(TEXT SECTION Opens)

Ireland is one of 18 member states who have moved to block a ban on pesticides in Ecological Focus Areas. The move echoes the efforts in 2013 of the then Minister for Agriculture, Simon Coveney to block a ban on pesticides within the EU linked to collapses in bee populations in Europe. Despite the expensive marketing of Irish agriculture as a leader in sustainable food and drink production under Bord Bia’s Origin Green initiative it is clear that the Irish government remains as backward as ever when it comes to environmental issues.

One of the key proposals under greening was the introduction of Ecological Focus Areas (EFAs) on large arable farms. The scale and intensity of fertiliser and pesticide use in the EU's arable farming sector had resulted in extensive biodiversity loss, water pollution and soil degradation in many parts of Europe. To try to redress this, Europe’s farmers were obliged under greening to dedicate a minimum of 5% of their arable spaces to EFAs. These EFAs range from areas where land is left fallow, to landscape features such as hedgerows, trees, buffer strips, afforested and agro-forestry areas, and measures such as catch crops and winter green cover. The idea was that these areas would be free of intensive land use, free of pesticides and fertilisers so that there would be space for wildlife to live and for essential natural processes such as pollination, soil formation and water purification to take place. It was envisioned that these EFAs would form essential environmental infrastructure from the farm to the landscape level.

Unfortunately the ambition of the EFAs was critically undermined by the successful lobbying of agribusiness lobbyists who convinced agricultural ministers of 23 Member States (including Ireland) to send a letter to the Commission to allow the use of pesticides and fertilisers in EFAs. The Commission caved under pressure and left the banning of pesticides in EFA’s to the discretion of the individual EU states. The Irish government not surprisingly did not ban the use of pesticides and fertilisers in EFAs leaving us with the incomprehensible situation where billions of taxpayers’ money are being invested in farm level protected areas which can be sprayed with herbicides to kill all plant life and sprayed with pesticides that destroy all insect life.

(TEXT SECTION Closes)
(ENTRIES SHOWN Opens)

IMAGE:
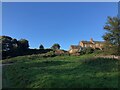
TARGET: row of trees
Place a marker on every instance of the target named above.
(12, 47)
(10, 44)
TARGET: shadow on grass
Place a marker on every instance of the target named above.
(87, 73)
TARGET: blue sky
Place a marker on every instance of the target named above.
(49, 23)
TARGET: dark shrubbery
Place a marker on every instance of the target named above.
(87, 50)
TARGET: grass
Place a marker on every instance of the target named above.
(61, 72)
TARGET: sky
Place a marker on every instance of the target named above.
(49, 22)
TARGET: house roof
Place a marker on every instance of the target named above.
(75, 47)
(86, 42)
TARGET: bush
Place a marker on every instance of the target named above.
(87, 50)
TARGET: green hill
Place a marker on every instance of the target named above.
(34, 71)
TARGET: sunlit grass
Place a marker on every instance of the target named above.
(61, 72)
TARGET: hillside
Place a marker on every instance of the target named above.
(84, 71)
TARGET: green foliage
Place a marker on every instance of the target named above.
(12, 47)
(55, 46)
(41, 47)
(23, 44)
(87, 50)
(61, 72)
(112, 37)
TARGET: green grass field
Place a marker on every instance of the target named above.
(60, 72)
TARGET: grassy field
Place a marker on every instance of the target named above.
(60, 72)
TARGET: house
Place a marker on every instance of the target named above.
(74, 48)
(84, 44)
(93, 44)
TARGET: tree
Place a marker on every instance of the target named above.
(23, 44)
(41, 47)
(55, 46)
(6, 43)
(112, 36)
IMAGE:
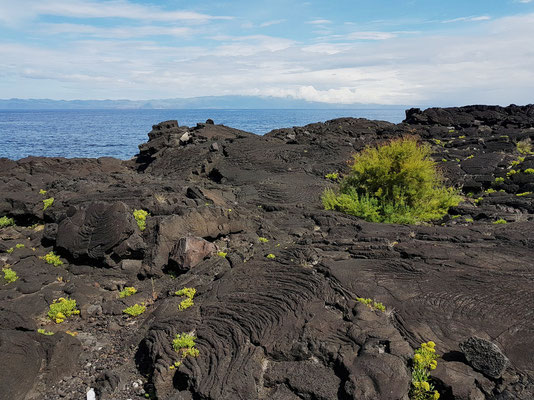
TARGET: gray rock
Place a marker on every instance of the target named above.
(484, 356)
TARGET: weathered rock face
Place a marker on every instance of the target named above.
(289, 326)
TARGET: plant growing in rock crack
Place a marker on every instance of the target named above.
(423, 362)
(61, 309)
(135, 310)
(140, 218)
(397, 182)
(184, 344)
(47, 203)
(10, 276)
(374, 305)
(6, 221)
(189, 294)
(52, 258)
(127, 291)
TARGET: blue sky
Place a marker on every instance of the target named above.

(ENTRIES SHOWN Closes)

WORK ITEM >>
Please quote the entire passage above on Ireland and pesticides in Ecological Focus Areas word for word.

WRITTEN RESPONSE >>
Ireland is one of 18 member states who have moved to block a ban on pesticides in Ecological Focus Areas. The move echoes the efforts in 2013 of the then Minister for Agriculture, Simon Coveney to block a ban on pesticides within the EU linked to collapses in bee populations in Europe. Despite the expensive marketing of Irish agriculture as a leader in sustainable food and drink production under Bord Bia’s Origin Green initiative it is clear that the Irish government remains as backward as ever when it comes to environmental issues.

One of the key proposals under greening was the introduction of Ecological Focus Areas (EFAs) on large arable farms. The scale and intensity of fertiliser and pesticide use in the EU's arable farming sector had resulted in extensive biodiversity loss, water pollution and soil degradation in many parts of Europe. To try to redress this, Europe’s farmers were obliged under greening to dedicate a minimum of 5% of their arable spaces to EFAs. These EFAs range from areas where land is left fallow, to landscape features such as hedgerows, trees, buffer strips, afforested and agro-forestry areas, and measures such as catch crops and winter green cover. The idea was that these areas would be free of intensive land use, free of pesticides and fertilisers so that there would be space for wildlife to live and for essential natural processes such as pollination, soil formation and water purification to take place. It was envisioned that these EFAs would form essential environmental infrastructure from the farm to the landscape level.

Unfortunately the ambition of the EFAs was critically undermined by the successful lobbying of agribusiness lobbyists who convinced agricultural ministers of 23 Member States (including Ireland) to send a letter to the Commission to allow the use of pesticides and fertilisers in EFAs. The Commission caved under pressure and left the banning of pesticides in EFA’s to the discretion of the individual EU states. The Irish government not surprisingly did not ban the use of pesticides and fertilisers in EFAs leaving us with the incomprehensible situation where billions of taxpayers’ money are being invested in farm level protected areas which can be sprayed with herbicides to kill all plant life and sprayed with pesticides that destroy all insect life.